Problem to solve ::
Starting at the line that contains "TARGET = radish slice" and ending at the last line of the records, rewrite those lines as a Markdown table with the columns Row and Entry. Put a running row number in Row and one line per row in Entry, and leave out blank lines.

Stored rows ::
=-=-=
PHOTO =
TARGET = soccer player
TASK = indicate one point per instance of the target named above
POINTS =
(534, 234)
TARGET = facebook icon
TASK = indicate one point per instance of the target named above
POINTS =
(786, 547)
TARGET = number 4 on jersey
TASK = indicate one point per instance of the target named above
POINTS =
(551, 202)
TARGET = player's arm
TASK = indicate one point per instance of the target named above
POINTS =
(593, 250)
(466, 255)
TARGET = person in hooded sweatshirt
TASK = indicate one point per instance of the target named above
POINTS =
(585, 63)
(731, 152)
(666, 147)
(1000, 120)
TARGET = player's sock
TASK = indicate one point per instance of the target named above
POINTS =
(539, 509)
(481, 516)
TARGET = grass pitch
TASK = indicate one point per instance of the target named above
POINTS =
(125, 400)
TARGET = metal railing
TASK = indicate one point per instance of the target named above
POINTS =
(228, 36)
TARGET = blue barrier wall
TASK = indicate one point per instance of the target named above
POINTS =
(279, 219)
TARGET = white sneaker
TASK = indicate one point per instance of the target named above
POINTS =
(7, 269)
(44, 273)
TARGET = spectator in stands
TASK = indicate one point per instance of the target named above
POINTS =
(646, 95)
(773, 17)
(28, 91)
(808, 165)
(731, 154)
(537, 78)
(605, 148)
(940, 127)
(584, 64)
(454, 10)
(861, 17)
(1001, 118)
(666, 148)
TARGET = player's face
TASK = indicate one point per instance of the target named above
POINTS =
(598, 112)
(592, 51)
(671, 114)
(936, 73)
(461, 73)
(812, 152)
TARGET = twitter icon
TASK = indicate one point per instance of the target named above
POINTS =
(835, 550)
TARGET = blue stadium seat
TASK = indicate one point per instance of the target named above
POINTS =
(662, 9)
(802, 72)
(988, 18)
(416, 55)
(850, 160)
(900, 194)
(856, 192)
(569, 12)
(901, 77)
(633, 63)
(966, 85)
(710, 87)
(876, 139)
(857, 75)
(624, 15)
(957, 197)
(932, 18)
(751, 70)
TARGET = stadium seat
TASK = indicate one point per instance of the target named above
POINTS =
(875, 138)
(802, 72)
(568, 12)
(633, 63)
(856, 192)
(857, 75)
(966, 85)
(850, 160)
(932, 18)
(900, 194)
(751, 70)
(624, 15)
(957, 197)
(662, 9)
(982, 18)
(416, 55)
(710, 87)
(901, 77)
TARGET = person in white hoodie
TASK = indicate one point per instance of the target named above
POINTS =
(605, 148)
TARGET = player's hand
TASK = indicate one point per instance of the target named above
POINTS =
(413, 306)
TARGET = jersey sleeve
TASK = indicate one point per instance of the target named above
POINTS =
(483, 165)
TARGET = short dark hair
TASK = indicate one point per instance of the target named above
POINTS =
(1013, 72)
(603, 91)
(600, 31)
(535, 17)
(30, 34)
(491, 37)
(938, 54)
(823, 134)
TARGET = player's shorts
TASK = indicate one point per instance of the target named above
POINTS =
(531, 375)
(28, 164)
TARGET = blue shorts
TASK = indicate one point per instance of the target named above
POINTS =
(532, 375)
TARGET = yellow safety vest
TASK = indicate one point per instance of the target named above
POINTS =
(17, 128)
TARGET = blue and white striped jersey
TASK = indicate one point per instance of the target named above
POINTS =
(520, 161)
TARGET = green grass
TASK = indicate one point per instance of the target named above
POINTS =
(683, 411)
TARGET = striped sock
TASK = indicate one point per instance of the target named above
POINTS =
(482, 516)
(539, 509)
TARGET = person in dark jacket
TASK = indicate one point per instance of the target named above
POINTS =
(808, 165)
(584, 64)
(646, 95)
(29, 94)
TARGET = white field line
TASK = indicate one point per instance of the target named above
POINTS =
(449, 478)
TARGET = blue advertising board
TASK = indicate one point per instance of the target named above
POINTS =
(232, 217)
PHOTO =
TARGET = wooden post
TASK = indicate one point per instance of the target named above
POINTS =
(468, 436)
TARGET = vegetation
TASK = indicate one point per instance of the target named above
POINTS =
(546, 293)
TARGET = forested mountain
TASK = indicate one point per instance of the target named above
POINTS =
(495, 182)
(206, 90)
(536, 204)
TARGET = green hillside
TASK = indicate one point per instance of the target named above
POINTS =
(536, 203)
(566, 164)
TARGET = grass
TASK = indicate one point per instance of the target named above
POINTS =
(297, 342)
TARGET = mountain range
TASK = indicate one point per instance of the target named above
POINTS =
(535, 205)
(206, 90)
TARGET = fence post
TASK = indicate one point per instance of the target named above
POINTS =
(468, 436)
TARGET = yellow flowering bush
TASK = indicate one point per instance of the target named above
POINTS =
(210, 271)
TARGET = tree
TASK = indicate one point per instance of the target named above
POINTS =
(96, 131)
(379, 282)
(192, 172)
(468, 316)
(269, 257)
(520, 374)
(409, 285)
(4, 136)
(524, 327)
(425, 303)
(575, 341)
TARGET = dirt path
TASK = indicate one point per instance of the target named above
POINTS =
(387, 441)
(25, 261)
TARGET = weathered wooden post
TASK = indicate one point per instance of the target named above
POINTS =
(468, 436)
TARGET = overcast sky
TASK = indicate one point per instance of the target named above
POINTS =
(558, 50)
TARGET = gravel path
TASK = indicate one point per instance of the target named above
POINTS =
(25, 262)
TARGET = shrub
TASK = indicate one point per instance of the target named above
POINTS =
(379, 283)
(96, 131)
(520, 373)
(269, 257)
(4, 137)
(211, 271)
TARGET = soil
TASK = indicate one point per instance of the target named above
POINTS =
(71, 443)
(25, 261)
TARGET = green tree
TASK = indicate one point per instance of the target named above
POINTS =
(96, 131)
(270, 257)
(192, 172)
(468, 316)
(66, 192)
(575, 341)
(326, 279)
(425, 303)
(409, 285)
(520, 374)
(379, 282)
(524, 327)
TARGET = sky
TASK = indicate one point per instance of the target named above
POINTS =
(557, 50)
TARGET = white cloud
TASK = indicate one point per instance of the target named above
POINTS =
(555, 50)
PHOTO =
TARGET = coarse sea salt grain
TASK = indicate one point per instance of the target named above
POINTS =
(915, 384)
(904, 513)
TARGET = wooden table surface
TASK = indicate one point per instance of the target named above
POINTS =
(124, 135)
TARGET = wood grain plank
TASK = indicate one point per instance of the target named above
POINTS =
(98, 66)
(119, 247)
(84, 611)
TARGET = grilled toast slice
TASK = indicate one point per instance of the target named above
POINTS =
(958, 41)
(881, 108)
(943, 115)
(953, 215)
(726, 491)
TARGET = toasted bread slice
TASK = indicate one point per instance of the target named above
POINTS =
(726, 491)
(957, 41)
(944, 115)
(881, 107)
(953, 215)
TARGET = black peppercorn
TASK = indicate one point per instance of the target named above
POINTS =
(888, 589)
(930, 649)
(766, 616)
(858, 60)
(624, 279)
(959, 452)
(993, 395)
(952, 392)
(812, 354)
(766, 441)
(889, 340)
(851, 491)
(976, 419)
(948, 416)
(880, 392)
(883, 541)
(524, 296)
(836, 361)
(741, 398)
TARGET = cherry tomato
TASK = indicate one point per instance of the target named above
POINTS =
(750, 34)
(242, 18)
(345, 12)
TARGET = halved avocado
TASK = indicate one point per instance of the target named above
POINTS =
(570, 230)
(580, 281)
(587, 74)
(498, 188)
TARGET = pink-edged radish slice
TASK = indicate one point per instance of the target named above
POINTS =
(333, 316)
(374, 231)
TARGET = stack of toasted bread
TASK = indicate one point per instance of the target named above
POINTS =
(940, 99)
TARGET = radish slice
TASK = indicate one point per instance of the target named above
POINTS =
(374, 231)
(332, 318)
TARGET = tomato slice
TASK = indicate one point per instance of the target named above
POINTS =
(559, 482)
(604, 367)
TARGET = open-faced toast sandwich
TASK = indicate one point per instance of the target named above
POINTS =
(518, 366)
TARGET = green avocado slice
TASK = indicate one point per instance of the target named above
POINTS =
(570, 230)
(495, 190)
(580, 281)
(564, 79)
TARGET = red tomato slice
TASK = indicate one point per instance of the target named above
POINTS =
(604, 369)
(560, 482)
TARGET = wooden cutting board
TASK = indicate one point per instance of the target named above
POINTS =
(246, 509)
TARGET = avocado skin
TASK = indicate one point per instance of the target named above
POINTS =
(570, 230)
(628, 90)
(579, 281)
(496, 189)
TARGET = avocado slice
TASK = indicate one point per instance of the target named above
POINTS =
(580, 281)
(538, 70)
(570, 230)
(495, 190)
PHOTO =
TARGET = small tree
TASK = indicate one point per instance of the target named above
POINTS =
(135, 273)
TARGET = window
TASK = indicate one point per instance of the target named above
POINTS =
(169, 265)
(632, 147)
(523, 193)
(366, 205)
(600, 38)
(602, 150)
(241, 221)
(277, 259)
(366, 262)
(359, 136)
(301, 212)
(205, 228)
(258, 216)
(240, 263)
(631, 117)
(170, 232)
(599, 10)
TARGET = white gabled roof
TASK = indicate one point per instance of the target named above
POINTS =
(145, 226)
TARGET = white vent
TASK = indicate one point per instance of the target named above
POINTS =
=-=-=
Full solution ::
| Row | Entry |
|---|---|
| 1 | TARGET = radish slice |
| 2 | TASK = indicate one point per instance of the target named above |
| 3 | POINTS = |
| 4 | (374, 231) |
| 5 | (332, 318) |
| 6 | TARGET = tomato slice |
| 7 | TASK = indicate one point per instance of the target named above |
| 8 | POINTS = |
| 9 | (559, 482) |
| 10 | (604, 367) |
| 11 | TARGET = open-faced toast sandwich |
| 12 | TASK = indicate one point per instance of the target named above |
| 13 | POINTS = |
| 14 | (518, 366) |
| 15 | TARGET = green avocado slice |
| 16 | TASK = indicate one point per instance of the target named above |
| 17 | POINTS = |
| 18 | (570, 230) |
| 19 | (495, 190) |
| 20 | (580, 281) |
| 21 | (564, 79) |
| 22 | TARGET = red tomato slice |
| 23 | TASK = indicate one point per instance of the target named above |
| 24 | POINTS = |
| 25 | (604, 369) |
| 26 | (560, 482) |
| 27 | TARGET = wooden cutting board |
| 28 | TASK = indicate one point per instance of the target named above |
| 29 | POINTS = |
| 30 | (246, 509) |
| 31 | TARGET = avocado skin |
| 32 | TASK = indicate one point per instance of the target named above |
| 33 | POINTS = |
| 34 | (570, 230) |
| 35 | (628, 90) |
| 36 | (579, 281) |
| 37 | (496, 189) |
| 38 | TARGET = avocado slice |
| 39 | TASK = indicate one point per instance of the target named above |
| 40 | POINTS = |
| 41 | (580, 281) |
| 42 | (538, 70) |
| 43 | (570, 230) |
| 44 | (495, 190) |
| 45 | PHOTO = |
| 46 | TARGET = small tree |
| 47 | TASK = indicate one point per instance of the target named above |
| 48 | POINTS = |
| 49 | (135, 273) |
| 50 | TARGET = window |
| 51 | TASK = indicate one point per instance of the target named above |
| 52 | POINTS = |
| 53 | (169, 265) |
| 54 | (632, 147) |
| 55 | (523, 193) |
| 56 | (366, 205) |
| 57 | (600, 38) |
| 58 | (602, 150) |
| 59 | (241, 221) |
| 60 | (277, 259) |
| 61 | (366, 262) |
| 62 | (359, 136) |
| 63 | (301, 212) |
| 64 | (205, 228) |
| 65 | (258, 216) |
| 66 | (240, 263) |
| 67 | (631, 117) |
| 68 | (170, 232) |
| 69 | (599, 10) |
| 70 | TARGET = white gabled roof |
| 71 | TASK = indicate one point per instance of the target named above |
| 72 | POINTS = |
| 73 | (145, 226) |
| 74 | TARGET = white vent |
| 75 | TASK = indicate one point per instance of the target named above |
| 76 | POINTS = |